### Material to process
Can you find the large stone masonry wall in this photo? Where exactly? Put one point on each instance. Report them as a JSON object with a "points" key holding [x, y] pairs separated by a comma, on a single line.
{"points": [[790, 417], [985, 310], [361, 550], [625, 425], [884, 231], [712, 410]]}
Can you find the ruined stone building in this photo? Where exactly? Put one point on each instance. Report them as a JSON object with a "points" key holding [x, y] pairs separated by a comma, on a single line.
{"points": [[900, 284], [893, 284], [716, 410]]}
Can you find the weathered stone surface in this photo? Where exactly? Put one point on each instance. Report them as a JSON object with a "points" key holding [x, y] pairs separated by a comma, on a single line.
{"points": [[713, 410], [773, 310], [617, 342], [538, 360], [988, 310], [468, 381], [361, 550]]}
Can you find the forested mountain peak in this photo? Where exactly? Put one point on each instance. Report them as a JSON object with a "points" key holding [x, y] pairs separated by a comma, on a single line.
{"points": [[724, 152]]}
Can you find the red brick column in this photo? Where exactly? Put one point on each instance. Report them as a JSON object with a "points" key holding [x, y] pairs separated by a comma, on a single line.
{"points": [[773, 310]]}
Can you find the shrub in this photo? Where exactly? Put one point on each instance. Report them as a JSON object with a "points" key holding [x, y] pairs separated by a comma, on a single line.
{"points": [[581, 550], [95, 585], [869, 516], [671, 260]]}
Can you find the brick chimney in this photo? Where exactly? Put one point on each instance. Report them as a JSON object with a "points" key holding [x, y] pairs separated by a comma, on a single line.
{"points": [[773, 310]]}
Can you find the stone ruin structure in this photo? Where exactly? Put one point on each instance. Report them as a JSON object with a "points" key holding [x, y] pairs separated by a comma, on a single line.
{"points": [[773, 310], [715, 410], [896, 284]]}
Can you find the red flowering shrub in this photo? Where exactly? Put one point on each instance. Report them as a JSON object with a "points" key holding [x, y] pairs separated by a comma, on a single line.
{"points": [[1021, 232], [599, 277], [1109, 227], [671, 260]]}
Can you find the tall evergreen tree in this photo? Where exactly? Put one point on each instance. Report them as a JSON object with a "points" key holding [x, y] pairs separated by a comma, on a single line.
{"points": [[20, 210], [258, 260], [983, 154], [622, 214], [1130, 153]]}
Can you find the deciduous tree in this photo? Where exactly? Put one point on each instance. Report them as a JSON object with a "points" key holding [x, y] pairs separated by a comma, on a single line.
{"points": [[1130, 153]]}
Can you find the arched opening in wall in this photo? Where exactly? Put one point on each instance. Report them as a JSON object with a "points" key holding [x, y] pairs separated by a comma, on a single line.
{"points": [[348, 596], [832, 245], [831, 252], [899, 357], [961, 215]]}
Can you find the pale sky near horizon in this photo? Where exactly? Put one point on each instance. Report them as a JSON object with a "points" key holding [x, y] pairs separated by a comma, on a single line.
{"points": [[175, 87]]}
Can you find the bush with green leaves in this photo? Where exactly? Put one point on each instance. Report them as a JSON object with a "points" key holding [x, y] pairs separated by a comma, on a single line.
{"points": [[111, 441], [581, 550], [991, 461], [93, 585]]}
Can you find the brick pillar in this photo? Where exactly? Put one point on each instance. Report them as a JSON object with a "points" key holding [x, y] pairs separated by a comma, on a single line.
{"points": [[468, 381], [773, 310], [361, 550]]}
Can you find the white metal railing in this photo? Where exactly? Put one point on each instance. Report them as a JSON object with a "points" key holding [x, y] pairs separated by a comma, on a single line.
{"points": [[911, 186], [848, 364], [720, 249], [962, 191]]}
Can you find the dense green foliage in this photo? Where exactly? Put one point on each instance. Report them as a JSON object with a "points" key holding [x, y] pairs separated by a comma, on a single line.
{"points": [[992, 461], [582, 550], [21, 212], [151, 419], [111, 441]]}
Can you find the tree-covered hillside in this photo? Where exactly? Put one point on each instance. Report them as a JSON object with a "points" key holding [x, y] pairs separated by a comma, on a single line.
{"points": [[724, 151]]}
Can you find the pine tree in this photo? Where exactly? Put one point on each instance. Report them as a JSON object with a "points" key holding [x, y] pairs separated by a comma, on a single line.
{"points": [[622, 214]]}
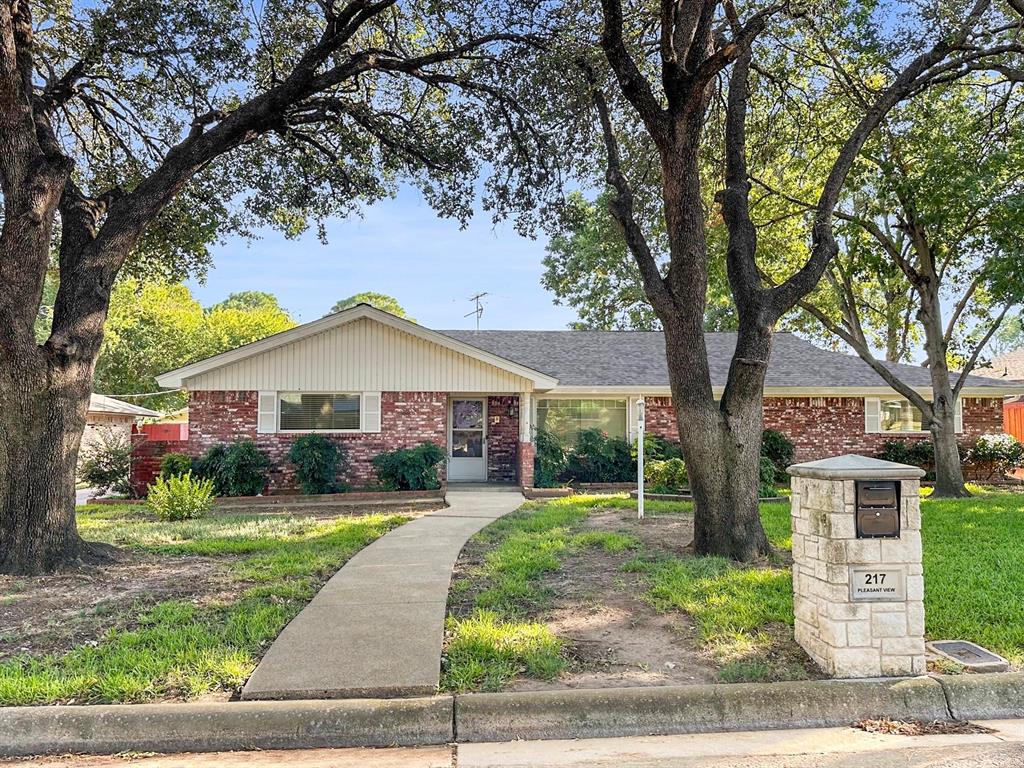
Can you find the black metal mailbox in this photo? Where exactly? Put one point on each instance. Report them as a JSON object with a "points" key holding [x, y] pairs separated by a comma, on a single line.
{"points": [[878, 509]]}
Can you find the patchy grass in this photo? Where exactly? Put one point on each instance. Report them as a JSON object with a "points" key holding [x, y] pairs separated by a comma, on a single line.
{"points": [[974, 578], [484, 652], [497, 641], [189, 648], [742, 613]]}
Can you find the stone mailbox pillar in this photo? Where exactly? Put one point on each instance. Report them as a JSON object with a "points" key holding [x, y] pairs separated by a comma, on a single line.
{"points": [[857, 577]]}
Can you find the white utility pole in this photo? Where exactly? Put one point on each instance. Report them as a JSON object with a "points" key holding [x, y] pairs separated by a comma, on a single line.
{"points": [[640, 426]]}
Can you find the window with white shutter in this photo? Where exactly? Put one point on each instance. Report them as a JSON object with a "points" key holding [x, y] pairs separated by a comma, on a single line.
{"points": [[872, 408], [266, 419], [371, 412]]}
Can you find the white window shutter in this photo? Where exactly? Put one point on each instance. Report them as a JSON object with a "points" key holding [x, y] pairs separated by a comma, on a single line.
{"points": [[872, 411], [266, 419], [371, 402]]}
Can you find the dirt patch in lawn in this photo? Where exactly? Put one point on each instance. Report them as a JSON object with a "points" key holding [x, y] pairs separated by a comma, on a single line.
{"points": [[56, 613]]}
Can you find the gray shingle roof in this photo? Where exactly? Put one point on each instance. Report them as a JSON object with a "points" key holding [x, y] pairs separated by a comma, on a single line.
{"points": [[607, 358]]}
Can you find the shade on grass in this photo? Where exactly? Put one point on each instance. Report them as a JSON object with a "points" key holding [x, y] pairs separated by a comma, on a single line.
{"points": [[176, 648]]}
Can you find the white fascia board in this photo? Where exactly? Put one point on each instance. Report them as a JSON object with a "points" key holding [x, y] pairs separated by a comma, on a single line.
{"points": [[884, 391], [176, 378]]}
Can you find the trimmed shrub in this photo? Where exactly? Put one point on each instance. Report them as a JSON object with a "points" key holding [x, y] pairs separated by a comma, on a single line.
{"points": [[779, 450], [549, 461], [996, 455], [180, 497], [107, 463], [667, 476], [175, 465], [658, 449], [766, 484], [410, 469], [915, 453], [239, 469], [597, 458], [317, 462]]}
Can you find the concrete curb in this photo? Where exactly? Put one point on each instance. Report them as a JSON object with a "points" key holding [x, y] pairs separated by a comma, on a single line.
{"points": [[217, 727], [992, 696], [503, 717], [692, 709]]}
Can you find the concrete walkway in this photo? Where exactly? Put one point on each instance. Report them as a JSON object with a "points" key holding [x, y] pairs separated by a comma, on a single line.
{"points": [[376, 628]]}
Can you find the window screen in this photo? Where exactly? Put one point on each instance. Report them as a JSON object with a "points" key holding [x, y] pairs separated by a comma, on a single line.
{"points": [[567, 418], [313, 411]]}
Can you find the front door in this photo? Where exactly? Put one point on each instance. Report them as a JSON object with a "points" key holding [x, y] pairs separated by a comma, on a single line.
{"points": [[467, 439]]}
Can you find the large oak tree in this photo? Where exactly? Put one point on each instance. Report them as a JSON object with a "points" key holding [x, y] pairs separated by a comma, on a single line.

### Problem requirements
Set the pictures aside and transcribe the data above exactly.

### Full answer
Can you find the large stone masonry wall in this photo? Where exactly? Put one point on each instance. Report them as a JSON object with a "points" key holding [x, y] pairs separated by a comma, on a single line.
{"points": [[790, 417], [985, 310], [361, 550], [625, 425], [884, 231], [712, 410]]}
Can you find the ruined stone building in this photo? Where exactly? Put one point on each instance. Report them as a JSON object with a "points" key holding [x, y] pairs separated by a comma, on a single line.
{"points": [[900, 284], [893, 284], [716, 410]]}
Can you find the weathered stone surface in this photo? Where exactly? Put one point on each instance. Report them as a JSON object with a "points" key holding [x, y] pairs separated by a comma, on a single line.
{"points": [[713, 410], [773, 310], [617, 342], [538, 360], [988, 310], [468, 381], [361, 550]]}
Can you find the forested mountain peak in this photo? Where exactly? Put one point on each instance. Report them as a JSON object with a "points" key holding [x, y] pairs separated by a comma, on a single line.
{"points": [[724, 152]]}
Can you find the red brick column in this photo? Where exactly? Put one point on each instance. Report them as a JSON object with a "points" key holding [x, y] pairs separated by a comma, on a single line.
{"points": [[773, 310]]}
Can you find the shrub in this photo? Where exactly? Put one point on each instance. Report them as a JSON object with a "points" key holding [x, y] pairs separated by a comma, on a single line.
{"points": [[581, 550], [95, 585], [869, 516], [671, 260]]}
Can you find the brick chimney in this photo? Where exactly? Put one point on each instance. Report them as a JSON object with a "points" key holding [x, y] pairs separated by a comma, on a single line.
{"points": [[773, 310]]}
Can you find the stone ruin structure in this photo? Where exactly? Put one point on each instance. Report them as a JSON object with a "points" key holding [x, y] pairs separated by a comma, on a single line.
{"points": [[773, 310], [715, 410], [896, 284]]}
Can you find the red flowering shrub in this photo? Where exactly? Put one point on each instance. Report them as a JSON object with a "points" key holding [x, y] pairs separated by a comma, on a single line.
{"points": [[1021, 232], [599, 277], [1109, 227], [671, 260]]}
Can you find the tall evergreen tree in this photo? Where exactly? Put one point on each instance. Report them as a JSON object with a "points" key holding [x, y] pairs separated by a comma, on a single line.
{"points": [[20, 210], [258, 260], [983, 154], [622, 214], [1130, 153]]}
Can you find the deciduous tree in this photo? Where exactly? Put one point on each instance. Report them as a JSON object with a "points" key holding [x, y] pairs separated by a comma, on a single line.
{"points": [[1130, 153]]}
Can you find the arched opening in wall in this photo? Where exactly? Put one point on each instance. Report them as a JSON object with a "points" key holding [x, y] pairs separated by a comma, on a single line.
{"points": [[348, 596], [832, 245], [831, 252], [899, 357], [961, 215]]}
Can you find the pale sky near horizon in this photo? Where exactly? Put one point on each instance. Report them as a JSON object with a "points" key holding [x, y] pairs separated by a comma, on a single line.
{"points": [[175, 87]]}
Can you find the bush with green leaves in this photo? Where exactly? Put one point on each instance. Report them as a JSON object with a "points" key holding [x, y] pairs separated by a comma, on a single line.
{"points": [[111, 441], [581, 550], [991, 461], [93, 585]]}
Can you find the brick pillar in this photo? Where exactly? Put one point on each instance. Report them as a JSON object with a "points" key holding [x, y] pairs separated by a comma, on a single line.
{"points": [[468, 381], [773, 310], [361, 550]]}
Can you find the white metal railing in this photo? Where exactly? Put one point on each instance. Report them as a JSON object with a "points" key holding [x, y] pairs separated by a comma, on a single line.
{"points": [[911, 186], [848, 364], [720, 249], [962, 191]]}
Can you find the dense green foliage in this photo? Where exactly? Put one point on each instance. Report them as a JSON object with a "points" key holding [x, y] pairs separated by a comma, on a single line.
{"points": [[992, 461], [582, 550], [21, 212], [151, 419], [111, 441]]}
Can you find the tree-covered hillside in this photo? Where exactly? Put one point on each instance. Report them as a JSON object with a "points" key holding [x, y] pairs separated by a comma, on a single line.
{"points": [[724, 151]]}
Can you find the pine tree in this photo? Where exactly? Put one point on each instance. Report them as a JSON object with a "points" key holding [x, y] pairs separated by a comma, on a single line.
{"points": [[622, 214]]}
Can you find the black metal mailbox in this photo? Where exactly? Put one point on each instance. Report them as a JSON object with a "points" key holding [x, y] pairs separated by a comma, on a single line.
{"points": [[878, 509]]}
Can you find the patchy grass in this photo? Where exactly? Put one point on each instance. Report them as a JSON object with a "points" key holding [x, y] pairs separated by a comma, on a single line.
{"points": [[974, 578], [484, 652], [497, 641], [189, 648], [742, 613]]}
Can you find the stone mailbox pillar in this photo? Where exactly? Put one point on each instance. Report them as a JSON object with a "points" key holding [x, y] pairs separated by a comma, on a single line.
{"points": [[857, 577]]}
Can you find the white utility pole in this photo? Where exactly? Put one point on each instance. Report them as a JSON object with a "points" key holding [x, y] pairs separated by a comma, on a single line.
{"points": [[640, 426]]}
Can you find the window with white shutter in this photo? Where exactly? Put one point on each instance. Report them as a JSON object with a "points" key holding [x, y] pairs separated by a comma, on a single line.
{"points": [[872, 408], [266, 419], [371, 412]]}
Can you find the white window shutter in this photo? Where exactly? Put one point on each instance. Report them as a JSON object with a "points" key holding [x, y] pairs separated by a comma, on a single line.
{"points": [[872, 411], [266, 419], [371, 402]]}
Can you find the dirt patch in lawn in this photo? Where exactly? Put one point on each instance. Report them as a JSON object with a "points" key holding [x, y] pairs separated by a comma, on a single line.
{"points": [[56, 613]]}
Can you find the gray shingle roof in this photo? Where exactly? Put one point on each instance. Report them as a JSON object with a "points" key holding [x, y] pairs separated by a comma, on a single line.
{"points": [[607, 358]]}
Can you find the shade on grass in this photo? Where exactly? Put one point on each instance. Report them as a JSON object with a "points" key holding [x, y] pairs separated by a comma, on a single line.
{"points": [[176, 648]]}
Can you find the white fascia board in this photo? Where exactly? Put one point on each instance. Report them as a JSON object with a "points" key holding [x, y] pairs separated by a comma, on a single line.
{"points": [[884, 391], [176, 378]]}
Can you find the trimmed shrub in this photo? Where exactly? Put one point on each instance. Report them as a JSON object with a "points" key holding [x, y] pairs separated by a comma, on a single line.
{"points": [[779, 450], [549, 461], [996, 455], [180, 497], [107, 463], [667, 476], [175, 465], [658, 449], [766, 484], [410, 469], [915, 453], [239, 469], [597, 458], [317, 462]]}
Can you find the concrete curb in this photo? Where exactly? Put one point on each instance. Report them as a JSON object with a "points" key holding [x, y] pairs separated by a comma, on a single line.
{"points": [[217, 727], [992, 696], [503, 717], [692, 709]]}
Can you find the concrete walkway in this photo? Where exactly? Put one point on each instance. Report them as a JSON object with a "points" key holding [x, y] pairs separated by a comma, on a single line.
{"points": [[376, 628]]}
Can you find the window screen in this photo? Where exactly? Put one point on each instance. Report them as a JSON object with a "points" key holding [x, y] pairs separated by a comma, on a single line.
{"points": [[567, 418], [313, 411]]}
Can you find the front door in this photo? Where exactly? Put one point on each instance. Report them as a JSON object with a "points" key holding [x, y] pairs separated by a comma, on a single line.
{"points": [[467, 439]]}
Can you find the large oak tree in this photo? Where exactly? Put one point on each instance. Report them as a JSON object with a "points" key holding [x, y] pairs separated by a comma, on a single line.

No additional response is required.